··· Dataset ···
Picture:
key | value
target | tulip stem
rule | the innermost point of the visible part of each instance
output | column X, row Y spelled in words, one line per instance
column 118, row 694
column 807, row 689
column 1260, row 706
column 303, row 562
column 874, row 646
···
Reproduce each of the entries above verbatim, keeping every line intact.

Picture:
key | value
target | tulip stem
rule | the innermost point of the visible part of each instance
output | column X, row Y spelled in words, one line per instance
column 118, row 694
column 807, row 689
column 1260, row 706
column 303, row 562
column 874, row 646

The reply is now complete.